SOURCE RECORDS:
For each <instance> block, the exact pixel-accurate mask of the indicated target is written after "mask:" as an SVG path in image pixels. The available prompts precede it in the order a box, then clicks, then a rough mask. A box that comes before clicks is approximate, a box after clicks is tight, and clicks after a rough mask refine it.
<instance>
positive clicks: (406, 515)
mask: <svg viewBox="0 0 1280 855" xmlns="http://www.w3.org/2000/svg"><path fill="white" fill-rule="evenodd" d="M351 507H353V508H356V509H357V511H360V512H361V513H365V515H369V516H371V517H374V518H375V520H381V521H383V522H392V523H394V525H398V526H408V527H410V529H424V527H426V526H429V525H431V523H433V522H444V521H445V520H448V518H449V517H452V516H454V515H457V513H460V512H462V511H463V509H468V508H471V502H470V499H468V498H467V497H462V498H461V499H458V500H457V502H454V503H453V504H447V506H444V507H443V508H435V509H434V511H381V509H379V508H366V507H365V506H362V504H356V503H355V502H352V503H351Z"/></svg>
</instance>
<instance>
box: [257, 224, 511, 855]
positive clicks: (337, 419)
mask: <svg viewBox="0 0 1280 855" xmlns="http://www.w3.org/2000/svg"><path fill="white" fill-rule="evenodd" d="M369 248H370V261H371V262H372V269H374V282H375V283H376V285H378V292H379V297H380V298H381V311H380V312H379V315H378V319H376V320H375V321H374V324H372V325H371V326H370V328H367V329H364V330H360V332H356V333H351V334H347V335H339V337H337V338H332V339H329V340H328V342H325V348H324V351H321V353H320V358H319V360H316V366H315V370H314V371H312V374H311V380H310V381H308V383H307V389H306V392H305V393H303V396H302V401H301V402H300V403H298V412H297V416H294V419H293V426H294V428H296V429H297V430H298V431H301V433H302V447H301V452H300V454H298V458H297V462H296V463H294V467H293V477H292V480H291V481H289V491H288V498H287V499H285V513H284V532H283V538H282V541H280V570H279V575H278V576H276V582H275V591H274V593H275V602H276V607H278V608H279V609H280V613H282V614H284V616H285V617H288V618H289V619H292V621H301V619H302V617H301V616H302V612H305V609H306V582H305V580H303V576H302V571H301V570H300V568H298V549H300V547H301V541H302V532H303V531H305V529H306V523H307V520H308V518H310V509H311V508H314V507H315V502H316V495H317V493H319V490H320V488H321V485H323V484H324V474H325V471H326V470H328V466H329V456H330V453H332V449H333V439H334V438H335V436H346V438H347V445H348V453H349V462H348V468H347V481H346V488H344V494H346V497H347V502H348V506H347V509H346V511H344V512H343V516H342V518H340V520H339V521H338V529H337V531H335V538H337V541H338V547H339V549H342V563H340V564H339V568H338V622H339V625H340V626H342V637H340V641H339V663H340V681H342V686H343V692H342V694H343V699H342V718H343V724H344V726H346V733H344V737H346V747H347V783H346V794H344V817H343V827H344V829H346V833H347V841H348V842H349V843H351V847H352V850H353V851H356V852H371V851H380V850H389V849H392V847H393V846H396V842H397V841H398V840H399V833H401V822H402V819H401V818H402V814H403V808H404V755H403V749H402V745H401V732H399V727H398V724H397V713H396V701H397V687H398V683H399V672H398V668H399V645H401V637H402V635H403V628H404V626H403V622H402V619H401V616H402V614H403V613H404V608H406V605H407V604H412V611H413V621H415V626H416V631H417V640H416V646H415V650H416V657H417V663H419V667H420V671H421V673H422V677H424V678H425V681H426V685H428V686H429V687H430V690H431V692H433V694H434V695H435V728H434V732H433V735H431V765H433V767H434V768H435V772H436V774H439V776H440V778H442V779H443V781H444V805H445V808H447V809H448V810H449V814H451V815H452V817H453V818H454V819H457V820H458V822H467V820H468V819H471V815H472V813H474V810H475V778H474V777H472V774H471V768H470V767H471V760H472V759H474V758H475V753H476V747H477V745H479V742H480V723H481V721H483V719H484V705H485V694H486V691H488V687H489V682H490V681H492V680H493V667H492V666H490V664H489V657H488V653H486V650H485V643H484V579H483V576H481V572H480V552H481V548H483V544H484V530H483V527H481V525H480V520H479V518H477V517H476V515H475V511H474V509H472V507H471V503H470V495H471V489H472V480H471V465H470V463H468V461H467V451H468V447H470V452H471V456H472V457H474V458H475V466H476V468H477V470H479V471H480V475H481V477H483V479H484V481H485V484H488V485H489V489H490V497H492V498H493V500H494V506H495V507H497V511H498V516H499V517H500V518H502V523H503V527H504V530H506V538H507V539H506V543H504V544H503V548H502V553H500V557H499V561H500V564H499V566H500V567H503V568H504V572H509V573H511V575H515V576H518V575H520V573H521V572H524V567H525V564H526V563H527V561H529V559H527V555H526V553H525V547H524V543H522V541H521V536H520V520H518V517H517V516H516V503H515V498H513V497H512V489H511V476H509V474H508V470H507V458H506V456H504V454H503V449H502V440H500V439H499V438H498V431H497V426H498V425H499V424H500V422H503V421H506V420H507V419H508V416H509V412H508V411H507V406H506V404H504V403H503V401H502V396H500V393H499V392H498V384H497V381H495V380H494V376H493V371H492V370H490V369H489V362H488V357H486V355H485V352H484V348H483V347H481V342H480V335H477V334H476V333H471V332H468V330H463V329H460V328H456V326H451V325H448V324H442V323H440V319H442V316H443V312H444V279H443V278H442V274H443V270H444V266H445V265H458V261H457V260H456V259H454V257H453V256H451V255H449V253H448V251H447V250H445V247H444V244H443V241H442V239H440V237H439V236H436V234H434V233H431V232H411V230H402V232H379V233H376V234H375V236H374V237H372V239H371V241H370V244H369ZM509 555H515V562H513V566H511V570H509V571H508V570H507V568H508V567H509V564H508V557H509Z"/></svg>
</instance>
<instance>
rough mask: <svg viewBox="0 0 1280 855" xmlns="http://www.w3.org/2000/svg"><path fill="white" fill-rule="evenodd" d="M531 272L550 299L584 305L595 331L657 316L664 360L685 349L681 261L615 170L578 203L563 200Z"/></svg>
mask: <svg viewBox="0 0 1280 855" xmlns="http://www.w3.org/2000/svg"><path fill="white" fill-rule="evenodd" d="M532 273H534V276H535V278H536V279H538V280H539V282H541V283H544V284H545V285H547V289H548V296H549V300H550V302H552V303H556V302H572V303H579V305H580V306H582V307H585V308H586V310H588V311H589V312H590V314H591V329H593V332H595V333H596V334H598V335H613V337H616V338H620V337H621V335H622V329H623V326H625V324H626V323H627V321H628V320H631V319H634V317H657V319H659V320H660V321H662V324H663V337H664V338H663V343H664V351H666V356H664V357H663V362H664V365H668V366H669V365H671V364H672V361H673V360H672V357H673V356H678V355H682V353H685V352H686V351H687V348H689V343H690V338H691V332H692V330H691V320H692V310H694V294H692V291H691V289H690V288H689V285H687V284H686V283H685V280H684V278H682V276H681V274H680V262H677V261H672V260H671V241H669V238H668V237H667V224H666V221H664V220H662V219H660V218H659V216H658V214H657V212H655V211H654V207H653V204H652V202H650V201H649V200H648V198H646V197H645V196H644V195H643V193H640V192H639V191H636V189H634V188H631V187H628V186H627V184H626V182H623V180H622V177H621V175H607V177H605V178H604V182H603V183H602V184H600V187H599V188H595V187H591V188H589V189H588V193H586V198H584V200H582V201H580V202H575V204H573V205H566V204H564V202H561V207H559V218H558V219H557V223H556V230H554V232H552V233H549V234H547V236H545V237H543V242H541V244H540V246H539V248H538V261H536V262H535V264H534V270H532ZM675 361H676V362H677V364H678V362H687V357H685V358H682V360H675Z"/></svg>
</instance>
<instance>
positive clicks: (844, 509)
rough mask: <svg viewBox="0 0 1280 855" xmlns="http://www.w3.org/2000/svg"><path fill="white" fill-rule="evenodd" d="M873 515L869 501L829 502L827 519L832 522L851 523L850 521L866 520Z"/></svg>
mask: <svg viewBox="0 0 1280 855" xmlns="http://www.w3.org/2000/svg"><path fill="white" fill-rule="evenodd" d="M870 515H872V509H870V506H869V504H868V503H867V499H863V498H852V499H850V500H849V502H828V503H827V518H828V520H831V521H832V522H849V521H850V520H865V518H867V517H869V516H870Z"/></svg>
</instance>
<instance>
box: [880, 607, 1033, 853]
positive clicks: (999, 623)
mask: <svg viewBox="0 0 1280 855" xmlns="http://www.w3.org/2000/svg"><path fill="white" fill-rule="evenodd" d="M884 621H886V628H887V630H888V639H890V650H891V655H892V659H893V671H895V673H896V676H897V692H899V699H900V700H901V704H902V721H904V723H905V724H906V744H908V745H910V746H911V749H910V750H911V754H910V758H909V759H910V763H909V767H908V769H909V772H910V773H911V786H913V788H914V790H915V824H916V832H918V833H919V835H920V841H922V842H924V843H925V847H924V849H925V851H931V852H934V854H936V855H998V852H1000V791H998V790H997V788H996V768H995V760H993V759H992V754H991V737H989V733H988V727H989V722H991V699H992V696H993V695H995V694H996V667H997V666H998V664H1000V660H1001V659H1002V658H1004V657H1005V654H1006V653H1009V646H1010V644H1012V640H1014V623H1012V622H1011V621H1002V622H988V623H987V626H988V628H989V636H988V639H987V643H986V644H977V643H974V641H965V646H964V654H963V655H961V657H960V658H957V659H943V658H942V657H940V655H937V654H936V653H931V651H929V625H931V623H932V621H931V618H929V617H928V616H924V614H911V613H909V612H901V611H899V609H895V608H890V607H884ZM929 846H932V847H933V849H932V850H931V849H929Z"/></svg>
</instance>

...

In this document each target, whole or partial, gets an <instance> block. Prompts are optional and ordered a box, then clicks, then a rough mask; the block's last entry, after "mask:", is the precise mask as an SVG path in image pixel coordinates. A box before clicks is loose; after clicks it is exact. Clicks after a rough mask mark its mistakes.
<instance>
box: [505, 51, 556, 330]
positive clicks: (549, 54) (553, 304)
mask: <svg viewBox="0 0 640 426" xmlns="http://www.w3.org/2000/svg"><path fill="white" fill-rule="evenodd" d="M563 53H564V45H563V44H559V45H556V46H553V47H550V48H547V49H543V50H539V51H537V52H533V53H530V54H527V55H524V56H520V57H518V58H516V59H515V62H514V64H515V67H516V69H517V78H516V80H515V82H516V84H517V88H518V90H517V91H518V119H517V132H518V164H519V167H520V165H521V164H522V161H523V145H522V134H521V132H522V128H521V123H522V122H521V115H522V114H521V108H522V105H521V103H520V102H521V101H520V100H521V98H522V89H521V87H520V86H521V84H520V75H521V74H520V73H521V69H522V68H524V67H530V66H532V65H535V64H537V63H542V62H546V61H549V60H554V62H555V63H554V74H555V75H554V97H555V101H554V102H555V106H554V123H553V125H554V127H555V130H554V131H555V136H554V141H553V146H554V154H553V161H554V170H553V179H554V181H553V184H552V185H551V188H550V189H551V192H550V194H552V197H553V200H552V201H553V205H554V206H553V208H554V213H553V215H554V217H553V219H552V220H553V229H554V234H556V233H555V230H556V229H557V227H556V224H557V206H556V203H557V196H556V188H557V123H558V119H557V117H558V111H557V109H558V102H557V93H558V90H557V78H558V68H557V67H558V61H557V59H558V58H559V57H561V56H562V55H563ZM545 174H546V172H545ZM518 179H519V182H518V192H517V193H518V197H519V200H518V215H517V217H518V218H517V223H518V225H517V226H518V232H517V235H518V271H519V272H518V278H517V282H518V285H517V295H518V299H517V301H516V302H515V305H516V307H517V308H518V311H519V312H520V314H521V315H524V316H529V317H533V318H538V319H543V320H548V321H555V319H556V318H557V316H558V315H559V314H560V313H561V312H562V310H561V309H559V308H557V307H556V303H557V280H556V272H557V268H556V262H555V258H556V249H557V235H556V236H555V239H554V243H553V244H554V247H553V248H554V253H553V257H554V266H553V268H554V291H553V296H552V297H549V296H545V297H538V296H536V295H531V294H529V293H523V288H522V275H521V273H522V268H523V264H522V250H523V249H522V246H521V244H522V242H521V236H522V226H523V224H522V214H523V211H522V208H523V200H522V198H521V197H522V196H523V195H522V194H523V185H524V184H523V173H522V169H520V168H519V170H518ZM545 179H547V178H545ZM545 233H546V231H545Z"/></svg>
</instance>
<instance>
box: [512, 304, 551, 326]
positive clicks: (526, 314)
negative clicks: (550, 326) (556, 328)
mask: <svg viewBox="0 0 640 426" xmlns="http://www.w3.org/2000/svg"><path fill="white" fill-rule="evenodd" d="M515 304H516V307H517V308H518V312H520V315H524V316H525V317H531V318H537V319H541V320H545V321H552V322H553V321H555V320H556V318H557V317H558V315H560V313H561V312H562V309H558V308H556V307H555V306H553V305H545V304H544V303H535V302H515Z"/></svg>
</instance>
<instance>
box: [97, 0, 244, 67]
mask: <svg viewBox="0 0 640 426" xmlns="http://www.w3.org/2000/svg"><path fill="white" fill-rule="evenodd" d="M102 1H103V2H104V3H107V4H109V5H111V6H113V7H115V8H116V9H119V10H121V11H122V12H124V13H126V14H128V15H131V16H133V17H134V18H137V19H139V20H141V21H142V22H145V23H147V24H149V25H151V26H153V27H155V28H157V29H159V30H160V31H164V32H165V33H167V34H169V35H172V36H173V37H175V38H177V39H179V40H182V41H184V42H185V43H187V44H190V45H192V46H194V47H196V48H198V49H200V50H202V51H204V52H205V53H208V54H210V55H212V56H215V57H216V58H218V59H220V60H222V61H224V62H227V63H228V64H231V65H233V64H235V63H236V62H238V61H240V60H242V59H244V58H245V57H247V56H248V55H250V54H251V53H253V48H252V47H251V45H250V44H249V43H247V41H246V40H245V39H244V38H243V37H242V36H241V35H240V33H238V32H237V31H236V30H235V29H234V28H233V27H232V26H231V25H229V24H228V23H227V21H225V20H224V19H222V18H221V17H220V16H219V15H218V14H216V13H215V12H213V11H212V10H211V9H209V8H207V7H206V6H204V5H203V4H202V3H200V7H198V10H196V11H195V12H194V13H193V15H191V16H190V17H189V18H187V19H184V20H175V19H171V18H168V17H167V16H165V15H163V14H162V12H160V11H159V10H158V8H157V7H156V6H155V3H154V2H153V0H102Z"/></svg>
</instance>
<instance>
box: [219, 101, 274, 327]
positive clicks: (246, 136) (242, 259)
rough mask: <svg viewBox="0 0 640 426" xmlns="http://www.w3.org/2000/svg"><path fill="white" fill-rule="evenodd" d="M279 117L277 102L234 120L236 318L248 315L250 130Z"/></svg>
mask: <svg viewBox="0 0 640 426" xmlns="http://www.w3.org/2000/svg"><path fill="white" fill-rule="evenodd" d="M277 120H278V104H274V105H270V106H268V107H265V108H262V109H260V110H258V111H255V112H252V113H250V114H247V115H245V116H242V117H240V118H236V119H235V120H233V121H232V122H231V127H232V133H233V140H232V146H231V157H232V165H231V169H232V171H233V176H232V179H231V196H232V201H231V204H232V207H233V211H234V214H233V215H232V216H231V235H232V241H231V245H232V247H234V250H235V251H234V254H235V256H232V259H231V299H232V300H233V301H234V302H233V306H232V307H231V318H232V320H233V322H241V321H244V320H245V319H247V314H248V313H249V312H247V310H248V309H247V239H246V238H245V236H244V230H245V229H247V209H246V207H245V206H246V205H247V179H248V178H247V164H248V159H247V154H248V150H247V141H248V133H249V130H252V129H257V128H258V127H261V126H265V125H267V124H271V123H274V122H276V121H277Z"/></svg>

YOUR OBJECTIVE: Report each line of the material above that contains the string "positive", treating uppercase and lowercase as different.

REPLY TO THE TASK:
positive clicks: (406, 515)
positive clicks: (337, 419)
positive clicks: (844, 509)
positive clicks: (999, 623)
positive clicks: (549, 54) (553, 304)
positive clicks: (526, 314)
positive clicks: (246, 136) (242, 259)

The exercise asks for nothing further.